begin Data in this exercise

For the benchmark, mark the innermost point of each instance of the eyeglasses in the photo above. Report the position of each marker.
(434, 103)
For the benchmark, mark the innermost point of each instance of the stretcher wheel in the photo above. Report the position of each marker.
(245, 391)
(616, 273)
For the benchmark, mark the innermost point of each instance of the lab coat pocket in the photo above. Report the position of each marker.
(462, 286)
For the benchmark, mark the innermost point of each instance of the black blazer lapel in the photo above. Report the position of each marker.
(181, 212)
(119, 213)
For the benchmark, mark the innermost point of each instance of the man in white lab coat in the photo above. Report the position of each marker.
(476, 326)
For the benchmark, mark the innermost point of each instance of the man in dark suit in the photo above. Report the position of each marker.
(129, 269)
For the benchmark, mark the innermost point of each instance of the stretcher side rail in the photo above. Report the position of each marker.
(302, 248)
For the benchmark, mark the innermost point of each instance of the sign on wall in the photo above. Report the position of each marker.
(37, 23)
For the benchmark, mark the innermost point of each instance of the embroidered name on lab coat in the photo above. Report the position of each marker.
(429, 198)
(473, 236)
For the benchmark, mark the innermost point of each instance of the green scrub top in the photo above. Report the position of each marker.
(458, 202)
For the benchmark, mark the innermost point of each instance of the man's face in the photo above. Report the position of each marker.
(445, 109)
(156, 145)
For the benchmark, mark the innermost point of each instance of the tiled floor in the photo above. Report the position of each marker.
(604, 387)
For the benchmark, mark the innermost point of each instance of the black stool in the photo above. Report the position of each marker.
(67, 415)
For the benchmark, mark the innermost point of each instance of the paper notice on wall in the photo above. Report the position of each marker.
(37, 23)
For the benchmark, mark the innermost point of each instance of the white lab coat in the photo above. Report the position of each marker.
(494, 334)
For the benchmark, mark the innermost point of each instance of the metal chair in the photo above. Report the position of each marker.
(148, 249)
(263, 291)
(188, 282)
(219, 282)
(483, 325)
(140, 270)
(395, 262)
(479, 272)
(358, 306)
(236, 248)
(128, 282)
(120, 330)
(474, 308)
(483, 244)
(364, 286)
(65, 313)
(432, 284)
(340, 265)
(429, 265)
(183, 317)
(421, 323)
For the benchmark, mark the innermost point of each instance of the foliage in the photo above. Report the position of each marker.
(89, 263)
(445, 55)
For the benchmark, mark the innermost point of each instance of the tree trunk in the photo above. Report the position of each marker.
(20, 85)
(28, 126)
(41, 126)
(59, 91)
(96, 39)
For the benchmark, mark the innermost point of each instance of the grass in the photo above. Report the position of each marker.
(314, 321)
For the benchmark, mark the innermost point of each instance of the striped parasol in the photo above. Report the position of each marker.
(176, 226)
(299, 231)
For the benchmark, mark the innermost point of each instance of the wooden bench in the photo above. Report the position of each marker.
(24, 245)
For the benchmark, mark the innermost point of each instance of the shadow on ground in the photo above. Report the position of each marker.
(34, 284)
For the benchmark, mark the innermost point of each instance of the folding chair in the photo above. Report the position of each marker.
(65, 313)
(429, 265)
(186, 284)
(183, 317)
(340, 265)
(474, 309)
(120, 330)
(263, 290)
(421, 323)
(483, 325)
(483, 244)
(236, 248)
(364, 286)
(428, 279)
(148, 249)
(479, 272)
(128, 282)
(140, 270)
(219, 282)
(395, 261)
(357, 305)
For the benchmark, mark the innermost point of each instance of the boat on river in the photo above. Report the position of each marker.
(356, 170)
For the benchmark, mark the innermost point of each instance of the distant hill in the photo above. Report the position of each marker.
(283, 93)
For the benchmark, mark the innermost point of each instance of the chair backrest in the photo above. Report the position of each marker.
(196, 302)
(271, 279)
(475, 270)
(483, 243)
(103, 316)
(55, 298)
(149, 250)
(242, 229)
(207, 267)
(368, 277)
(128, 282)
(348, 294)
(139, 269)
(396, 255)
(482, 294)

end Data in this exercise

• _What is asked_:
Reproduce, unchanged, the lines of the records from the line containing "of the chair" through the end of the records, both ends included.

• _Full answer_:
For the benchmark, mark the innermost point of each instance of the chair backrest in the photo above. Report the position of each marker.
(196, 302)
(271, 279)
(475, 270)
(483, 243)
(103, 316)
(55, 298)
(149, 250)
(242, 229)
(207, 267)
(368, 277)
(128, 282)
(348, 294)
(139, 269)
(396, 255)
(482, 294)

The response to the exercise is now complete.